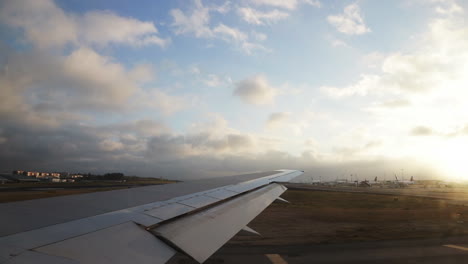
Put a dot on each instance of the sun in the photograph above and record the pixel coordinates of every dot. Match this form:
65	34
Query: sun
451	158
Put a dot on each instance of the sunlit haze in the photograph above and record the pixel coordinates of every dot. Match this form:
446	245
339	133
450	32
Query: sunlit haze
186	89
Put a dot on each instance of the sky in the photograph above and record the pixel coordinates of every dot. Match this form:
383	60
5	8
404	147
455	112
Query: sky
190	89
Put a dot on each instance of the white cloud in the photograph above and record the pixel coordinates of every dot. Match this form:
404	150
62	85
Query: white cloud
277	119
350	22
258	36
213	80
230	35
156	99
255	90
256	17
286	4
198	24
46	25
447	7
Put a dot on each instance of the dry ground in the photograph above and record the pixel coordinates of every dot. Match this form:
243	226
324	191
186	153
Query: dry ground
28	191
336	217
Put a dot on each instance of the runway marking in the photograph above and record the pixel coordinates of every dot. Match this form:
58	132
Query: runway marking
457	247
276	259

################

Return all of the data exactly as written, and drop the pictures.

Put a dot on each instance of the sun in the photograph above and record the pixel coordinates of every dot. Match this form:
65	34
Query: sun
451	158
Put a dot on each instance of the sunlit haze in the photograph above and record the pixel coordinates of every dot. Match this form:
446	245
339	133
450	32
Query: sunlit haze
186	89
Put a dot on each instance of the sky in the photograph above and record the pixel coordinates of every dot. Match this form:
383	60
5	8
404	147
455	112
Query: sky
190	89
Put a dot on each instance of the white cloud in the photograph above and record the pixel coordinates of every dot. Match this form:
404	150
62	85
Query: white cloud
277	119
350	22
258	36
213	80
230	35
156	99
255	90
256	17
286	4
198	24
46	25
447	7
Put a dot on each instance of the dry ground in the photograph above and record the pixel coordinates of every dot. Match this form:
243	226
324	191
186	153
Query: dry ground
28	191
336	217
Put a dot on each instance of the runway marking in the photograph above and record the pixel coordinates of every dot. Match this form:
58	132
Query: runway marking
457	247
276	259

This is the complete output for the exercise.